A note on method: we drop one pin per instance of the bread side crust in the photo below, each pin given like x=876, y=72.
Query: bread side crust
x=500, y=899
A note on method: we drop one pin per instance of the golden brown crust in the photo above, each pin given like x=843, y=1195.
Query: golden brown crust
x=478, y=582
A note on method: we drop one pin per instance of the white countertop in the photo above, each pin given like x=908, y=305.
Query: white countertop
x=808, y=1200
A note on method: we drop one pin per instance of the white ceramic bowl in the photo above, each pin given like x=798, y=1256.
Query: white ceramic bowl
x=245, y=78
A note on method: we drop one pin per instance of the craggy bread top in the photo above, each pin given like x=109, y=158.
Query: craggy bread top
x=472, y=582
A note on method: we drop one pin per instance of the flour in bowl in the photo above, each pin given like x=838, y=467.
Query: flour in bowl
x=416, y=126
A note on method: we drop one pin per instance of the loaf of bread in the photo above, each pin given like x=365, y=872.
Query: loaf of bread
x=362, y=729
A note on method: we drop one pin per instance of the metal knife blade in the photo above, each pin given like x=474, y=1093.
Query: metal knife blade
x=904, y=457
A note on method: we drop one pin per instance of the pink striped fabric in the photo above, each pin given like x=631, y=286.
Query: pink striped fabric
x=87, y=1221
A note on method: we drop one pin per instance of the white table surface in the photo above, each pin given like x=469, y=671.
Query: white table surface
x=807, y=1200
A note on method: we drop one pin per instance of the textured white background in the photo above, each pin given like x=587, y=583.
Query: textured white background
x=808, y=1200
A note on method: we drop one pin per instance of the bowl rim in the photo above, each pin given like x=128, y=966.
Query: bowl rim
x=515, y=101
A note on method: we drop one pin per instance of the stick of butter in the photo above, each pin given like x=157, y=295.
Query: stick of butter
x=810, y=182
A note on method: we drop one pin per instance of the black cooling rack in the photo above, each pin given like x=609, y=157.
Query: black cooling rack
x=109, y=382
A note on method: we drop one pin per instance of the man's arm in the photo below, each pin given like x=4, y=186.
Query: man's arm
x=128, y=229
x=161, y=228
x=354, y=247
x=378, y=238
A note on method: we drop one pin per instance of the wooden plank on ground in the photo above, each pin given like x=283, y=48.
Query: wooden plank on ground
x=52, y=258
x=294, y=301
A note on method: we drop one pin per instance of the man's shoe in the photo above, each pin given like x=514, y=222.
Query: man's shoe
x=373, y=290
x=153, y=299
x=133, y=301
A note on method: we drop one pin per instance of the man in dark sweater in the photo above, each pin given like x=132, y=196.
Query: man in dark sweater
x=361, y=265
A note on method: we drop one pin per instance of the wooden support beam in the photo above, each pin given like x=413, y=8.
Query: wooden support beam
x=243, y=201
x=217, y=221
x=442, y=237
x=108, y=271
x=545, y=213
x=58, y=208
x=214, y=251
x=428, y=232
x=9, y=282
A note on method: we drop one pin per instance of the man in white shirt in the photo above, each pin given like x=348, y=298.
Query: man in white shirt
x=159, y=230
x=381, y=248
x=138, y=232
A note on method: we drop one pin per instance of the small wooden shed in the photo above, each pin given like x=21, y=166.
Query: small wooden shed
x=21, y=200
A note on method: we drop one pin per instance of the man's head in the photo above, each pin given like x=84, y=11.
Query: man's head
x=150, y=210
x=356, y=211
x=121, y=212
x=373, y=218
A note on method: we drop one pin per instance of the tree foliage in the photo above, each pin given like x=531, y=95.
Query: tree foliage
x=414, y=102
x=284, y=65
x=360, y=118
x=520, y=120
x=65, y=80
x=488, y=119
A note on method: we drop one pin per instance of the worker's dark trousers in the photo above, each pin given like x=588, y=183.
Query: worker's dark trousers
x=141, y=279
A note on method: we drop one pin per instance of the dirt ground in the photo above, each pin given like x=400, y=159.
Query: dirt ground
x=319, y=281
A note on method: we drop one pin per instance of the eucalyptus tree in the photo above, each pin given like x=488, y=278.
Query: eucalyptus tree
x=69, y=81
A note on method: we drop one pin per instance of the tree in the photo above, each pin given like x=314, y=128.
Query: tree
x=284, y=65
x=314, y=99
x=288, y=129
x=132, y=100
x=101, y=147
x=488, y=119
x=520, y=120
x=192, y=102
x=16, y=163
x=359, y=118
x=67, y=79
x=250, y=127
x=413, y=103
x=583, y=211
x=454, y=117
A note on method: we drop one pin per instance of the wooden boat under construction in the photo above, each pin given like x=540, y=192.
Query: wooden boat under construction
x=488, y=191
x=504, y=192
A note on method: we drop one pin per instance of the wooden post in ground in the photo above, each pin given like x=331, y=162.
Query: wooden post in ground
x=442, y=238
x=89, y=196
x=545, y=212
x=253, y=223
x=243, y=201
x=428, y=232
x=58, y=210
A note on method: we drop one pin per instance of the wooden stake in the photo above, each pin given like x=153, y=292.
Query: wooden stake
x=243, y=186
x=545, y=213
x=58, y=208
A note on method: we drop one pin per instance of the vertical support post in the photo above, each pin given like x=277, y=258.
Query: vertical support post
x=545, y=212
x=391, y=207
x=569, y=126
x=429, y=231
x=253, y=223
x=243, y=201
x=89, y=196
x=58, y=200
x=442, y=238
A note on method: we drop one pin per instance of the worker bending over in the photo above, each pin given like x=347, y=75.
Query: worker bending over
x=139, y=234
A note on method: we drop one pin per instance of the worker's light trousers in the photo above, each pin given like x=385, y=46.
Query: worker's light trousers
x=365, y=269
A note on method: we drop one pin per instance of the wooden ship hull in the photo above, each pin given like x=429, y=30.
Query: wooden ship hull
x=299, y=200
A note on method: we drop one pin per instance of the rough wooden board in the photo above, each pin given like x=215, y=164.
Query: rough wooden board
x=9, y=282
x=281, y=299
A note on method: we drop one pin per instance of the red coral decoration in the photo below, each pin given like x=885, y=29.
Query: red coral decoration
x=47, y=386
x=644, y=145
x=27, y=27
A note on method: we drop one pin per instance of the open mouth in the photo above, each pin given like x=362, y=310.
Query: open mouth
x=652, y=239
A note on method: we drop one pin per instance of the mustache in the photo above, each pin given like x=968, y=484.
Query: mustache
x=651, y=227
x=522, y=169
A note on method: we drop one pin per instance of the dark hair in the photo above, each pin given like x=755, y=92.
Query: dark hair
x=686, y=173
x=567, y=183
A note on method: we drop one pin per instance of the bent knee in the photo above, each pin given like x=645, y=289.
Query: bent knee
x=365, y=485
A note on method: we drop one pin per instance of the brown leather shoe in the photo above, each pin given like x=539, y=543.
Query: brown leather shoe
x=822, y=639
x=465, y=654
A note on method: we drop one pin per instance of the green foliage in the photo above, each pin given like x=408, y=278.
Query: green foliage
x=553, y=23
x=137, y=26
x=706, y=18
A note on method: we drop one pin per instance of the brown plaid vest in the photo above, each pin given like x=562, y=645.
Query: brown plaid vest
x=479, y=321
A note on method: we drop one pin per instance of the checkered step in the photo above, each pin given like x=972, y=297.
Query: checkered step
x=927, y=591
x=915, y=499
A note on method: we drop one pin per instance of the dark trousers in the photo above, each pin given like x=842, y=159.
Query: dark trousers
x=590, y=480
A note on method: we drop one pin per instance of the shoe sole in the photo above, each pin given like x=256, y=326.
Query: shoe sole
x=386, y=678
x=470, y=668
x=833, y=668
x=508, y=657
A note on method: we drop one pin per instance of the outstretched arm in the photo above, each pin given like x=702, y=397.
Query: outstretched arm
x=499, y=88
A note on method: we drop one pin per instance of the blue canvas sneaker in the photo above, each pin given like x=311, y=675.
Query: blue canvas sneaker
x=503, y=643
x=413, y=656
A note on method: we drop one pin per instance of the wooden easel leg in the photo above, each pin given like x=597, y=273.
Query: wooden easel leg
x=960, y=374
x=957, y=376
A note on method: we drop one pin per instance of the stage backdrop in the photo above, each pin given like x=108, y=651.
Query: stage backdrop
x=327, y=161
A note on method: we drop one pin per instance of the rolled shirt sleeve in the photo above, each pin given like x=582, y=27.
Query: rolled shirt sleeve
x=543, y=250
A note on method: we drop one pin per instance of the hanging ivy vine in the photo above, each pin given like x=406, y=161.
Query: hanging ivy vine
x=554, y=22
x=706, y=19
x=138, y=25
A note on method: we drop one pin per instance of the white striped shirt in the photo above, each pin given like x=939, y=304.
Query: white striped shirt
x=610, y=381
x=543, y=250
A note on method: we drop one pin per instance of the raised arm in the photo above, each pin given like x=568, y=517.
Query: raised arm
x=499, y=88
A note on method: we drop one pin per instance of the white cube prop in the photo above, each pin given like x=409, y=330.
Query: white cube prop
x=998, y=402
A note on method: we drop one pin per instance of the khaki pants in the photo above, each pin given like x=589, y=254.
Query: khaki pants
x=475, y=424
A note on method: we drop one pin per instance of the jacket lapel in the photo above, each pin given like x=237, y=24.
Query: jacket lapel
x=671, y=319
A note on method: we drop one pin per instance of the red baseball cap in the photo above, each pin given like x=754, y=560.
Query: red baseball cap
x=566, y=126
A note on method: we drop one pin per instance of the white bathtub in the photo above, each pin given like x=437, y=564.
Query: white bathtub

○ ○ ○ ○ ○

§ **Exercise instructions**
Each of the lines from the one holding "Query: red baseball cap" through the final line of the entries is to be set down exactly, and no others.

§ **Response area**
Query: red baseball cap
x=566, y=126
A note on method: we drop one pin per instance of the white bathtub in the photo above, each pin given like x=437, y=564.
Query: white bathtub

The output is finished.